====== INPUT FOR THIS TASK ======

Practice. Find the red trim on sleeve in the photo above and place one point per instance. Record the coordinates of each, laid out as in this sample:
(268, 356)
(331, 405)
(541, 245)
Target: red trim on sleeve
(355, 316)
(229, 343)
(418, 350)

======

Print every line of the records above verbatim, keeping the original order and line breaks.

Practice. Find the red trim on sleeve in the photo above and place one point per instance. Record the coordinates of each, laid out as in this sample:
(268, 356)
(331, 405)
(541, 245)
Target: red trim on sleeve
(355, 316)
(229, 343)
(418, 350)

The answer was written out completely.